====== Rijen
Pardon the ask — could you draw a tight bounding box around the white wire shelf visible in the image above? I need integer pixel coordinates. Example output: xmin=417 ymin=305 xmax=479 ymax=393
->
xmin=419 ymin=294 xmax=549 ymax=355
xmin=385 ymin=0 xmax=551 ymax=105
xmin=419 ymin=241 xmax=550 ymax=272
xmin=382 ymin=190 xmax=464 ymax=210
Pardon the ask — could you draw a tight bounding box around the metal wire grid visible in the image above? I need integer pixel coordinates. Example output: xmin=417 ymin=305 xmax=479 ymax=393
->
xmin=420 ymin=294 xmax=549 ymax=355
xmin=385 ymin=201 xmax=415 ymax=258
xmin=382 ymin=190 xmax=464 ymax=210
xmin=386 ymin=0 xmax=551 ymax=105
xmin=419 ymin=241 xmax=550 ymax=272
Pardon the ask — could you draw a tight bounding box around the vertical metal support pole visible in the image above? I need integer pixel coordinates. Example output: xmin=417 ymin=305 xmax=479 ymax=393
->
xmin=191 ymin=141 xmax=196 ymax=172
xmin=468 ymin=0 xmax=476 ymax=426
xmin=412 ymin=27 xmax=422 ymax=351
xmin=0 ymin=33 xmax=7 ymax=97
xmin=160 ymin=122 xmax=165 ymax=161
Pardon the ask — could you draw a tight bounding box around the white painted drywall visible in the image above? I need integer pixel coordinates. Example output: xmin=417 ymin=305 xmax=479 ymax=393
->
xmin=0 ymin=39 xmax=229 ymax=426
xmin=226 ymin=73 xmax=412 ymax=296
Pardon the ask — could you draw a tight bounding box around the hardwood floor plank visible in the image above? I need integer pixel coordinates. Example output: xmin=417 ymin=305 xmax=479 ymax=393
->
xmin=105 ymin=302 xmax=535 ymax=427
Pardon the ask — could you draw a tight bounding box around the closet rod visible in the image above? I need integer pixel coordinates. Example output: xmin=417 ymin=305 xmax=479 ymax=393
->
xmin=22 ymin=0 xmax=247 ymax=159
============
**Opdrachtgegevens**
Geef de regels van de records weer als een Markdown-tabel met de kolommen "Nr" voor het regelnummer en "Regel" voor de regel zelf, en laat lege regels weg. Begin bij de eerste regel van de records en stop na de regel met "xmin=226 ymin=73 xmax=412 ymax=296".

**Het resultaat**
| Nr | Regel |
|---|---|
| 1 | Pardon the ask — could you draw a tight bounding box around the white wire shelf visible in the image above? I need integer pixel coordinates. Example output: xmin=417 ymin=305 xmax=479 ymax=393 |
| 2 | -> |
| 3 | xmin=419 ymin=294 xmax=549 ymax=355 |
| 4 | xmin=385 ymin=0 xmax=551 ymax=105 |
| 5 | xmin=419 ymin=241 xmax=550 ymax=272 |
| 6 | xmin=382 ymin=190 xmax=464 ymax=210 |
| 7 | Pardon the ask — could you draw a tight bounding box around the metal wire grid visible in the image above? I need integer pixel coordinates. Example output: xmin=417 ymin=305 xmax=479 ymax=393 |
| 8 | -> |
| 9 | xmin=420 ymin=294 xmax=549 ymax=355 |
| 10 | xmin=385 ymin=201 xmax=415 ymax=258 |
| 11 | xmin=382 ymin=190 xmax=464 ymax=210 |
| 12 | xmin=386 ymin=0 xmax=551 ymax=105 |
| 13 | xmin=419 ymin=241 xmax=550 ymax=272 |
| 14 | Pardon the ask — could you draw a tight bounding box around the vertical metal support pole visible in the image above? I need integer pixel coordinates. Example output: xmin=417 ymin=305 xmax=479 ymax=393 |
| 15 | -> |
| 16 | xmin=191 ymin=141 xmax=196 ymax=172 |
| 17 | xmin=468 ymin=0 xmax=476 ymax=426 |
| 18 | xmin=412 ymin=27 xmax=422 ymax=351 |
| 19 | xmin=0 ymin=33 xmax=7 ymax=97 |
| 20 | xmin=160 ymin=122 xmax=165 ymax=161 |
| 21 | Pardon the ask — could you draw a tight bounding box around the white painted drywall visible in the image above? I need integer pixel coordinates. Example output: xmin=417 ymin=305 xmax=479 ymax=393 |
| 22 | -> |
| 23 | xmin=0 ymin=39 xmax=229 ymax=426 |
| 24 | xmin=226 ymin=73 xmax=412 ymax=296 |